#### PEKERJAAN YANG DIMINTA:
Tulis ulang baris-baris mulai dari baris yang memuat "--target red shopping cart" sampai akhir dataset. Ganti "shopping cart" dengan "grocery cart" dan biarkan bagian lain tetap sama.

#### Baris dari dataset anotasi:
____________________
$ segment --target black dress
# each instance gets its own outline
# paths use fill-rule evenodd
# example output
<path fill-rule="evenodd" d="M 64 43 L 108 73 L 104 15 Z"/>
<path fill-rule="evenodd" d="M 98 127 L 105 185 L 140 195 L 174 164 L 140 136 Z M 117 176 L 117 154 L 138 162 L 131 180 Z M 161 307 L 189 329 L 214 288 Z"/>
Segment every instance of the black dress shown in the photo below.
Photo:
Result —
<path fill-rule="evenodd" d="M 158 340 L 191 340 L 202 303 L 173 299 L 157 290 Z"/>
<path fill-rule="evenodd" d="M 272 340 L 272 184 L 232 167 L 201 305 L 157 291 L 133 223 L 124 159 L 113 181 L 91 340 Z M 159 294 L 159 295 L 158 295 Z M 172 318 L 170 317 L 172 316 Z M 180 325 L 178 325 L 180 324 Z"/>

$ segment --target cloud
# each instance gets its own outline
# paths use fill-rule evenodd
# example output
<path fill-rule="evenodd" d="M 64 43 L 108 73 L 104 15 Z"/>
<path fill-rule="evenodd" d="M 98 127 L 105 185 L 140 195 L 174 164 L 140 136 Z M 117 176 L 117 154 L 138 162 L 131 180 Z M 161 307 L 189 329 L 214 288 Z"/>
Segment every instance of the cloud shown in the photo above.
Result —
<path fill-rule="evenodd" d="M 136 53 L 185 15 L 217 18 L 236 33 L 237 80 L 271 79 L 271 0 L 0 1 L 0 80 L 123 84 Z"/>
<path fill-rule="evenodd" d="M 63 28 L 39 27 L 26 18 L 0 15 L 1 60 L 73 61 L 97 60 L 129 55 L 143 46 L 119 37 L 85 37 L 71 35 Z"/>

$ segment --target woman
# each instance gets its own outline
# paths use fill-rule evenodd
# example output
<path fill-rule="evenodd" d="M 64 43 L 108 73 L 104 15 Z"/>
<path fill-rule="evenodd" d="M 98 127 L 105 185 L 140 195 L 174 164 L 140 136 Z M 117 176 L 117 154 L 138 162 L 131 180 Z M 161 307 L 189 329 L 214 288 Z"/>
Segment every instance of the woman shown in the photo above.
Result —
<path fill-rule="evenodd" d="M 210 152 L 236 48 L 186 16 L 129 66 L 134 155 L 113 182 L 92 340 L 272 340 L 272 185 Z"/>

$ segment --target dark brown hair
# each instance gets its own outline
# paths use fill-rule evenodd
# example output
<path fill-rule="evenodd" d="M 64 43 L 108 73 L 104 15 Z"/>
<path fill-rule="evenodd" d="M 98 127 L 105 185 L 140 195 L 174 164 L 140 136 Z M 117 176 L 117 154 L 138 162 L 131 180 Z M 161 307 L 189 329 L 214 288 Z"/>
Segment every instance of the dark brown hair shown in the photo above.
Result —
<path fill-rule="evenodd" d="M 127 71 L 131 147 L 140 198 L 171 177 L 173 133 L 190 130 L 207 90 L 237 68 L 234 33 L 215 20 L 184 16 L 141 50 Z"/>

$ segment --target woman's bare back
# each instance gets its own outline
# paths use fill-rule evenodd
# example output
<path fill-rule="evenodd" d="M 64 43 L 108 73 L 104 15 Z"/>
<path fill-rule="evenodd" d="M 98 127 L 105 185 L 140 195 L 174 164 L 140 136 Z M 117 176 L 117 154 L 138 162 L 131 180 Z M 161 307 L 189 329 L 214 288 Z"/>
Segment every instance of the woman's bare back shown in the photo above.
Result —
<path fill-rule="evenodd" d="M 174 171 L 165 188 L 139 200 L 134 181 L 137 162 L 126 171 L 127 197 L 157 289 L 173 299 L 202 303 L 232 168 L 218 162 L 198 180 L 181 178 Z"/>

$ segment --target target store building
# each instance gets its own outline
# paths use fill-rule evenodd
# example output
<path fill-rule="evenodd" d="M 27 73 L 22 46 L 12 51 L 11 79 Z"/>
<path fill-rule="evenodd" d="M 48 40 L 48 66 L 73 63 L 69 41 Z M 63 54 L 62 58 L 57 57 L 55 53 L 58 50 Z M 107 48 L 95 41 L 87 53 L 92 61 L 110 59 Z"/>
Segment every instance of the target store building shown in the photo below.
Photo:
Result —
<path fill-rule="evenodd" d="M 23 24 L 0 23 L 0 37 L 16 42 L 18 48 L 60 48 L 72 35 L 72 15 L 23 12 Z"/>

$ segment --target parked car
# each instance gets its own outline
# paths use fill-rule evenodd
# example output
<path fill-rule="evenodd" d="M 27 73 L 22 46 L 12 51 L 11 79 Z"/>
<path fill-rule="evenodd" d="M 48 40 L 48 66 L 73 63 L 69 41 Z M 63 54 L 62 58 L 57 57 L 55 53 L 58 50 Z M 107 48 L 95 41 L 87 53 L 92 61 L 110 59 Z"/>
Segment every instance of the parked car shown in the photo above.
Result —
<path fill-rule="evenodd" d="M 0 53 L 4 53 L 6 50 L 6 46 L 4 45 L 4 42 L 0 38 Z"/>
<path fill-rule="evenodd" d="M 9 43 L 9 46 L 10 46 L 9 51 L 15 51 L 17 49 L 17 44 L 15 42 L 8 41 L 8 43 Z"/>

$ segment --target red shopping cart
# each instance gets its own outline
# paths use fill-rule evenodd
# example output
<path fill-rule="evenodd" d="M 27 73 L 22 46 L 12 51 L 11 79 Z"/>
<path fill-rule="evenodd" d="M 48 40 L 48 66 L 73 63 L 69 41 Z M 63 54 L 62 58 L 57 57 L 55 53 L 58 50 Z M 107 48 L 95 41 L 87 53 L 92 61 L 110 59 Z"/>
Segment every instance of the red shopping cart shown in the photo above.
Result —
____________________
#### PENYELESAIAN LENGKAP:
$ segment --target red grocery cart
# each instance gets its own outline
# paths use fill-rule evenodd
# example output
<path fill-rule="evenodd" d="M 27 73 L 22 46 L 12 51 L 11 79 Z"/>
<path fill-rule="evenodd" d="M 48 40 L 48 66 L 73 63 L 69 41 Z M 63 54 L 62 58 L 57 57 L 55 53 L 58 50 Z M 107 48 L 95 41 L 87 53 L 92 61 L 110 59 Z"/>
Segment every instance of the red grocery cart shown in the photo above.
Result —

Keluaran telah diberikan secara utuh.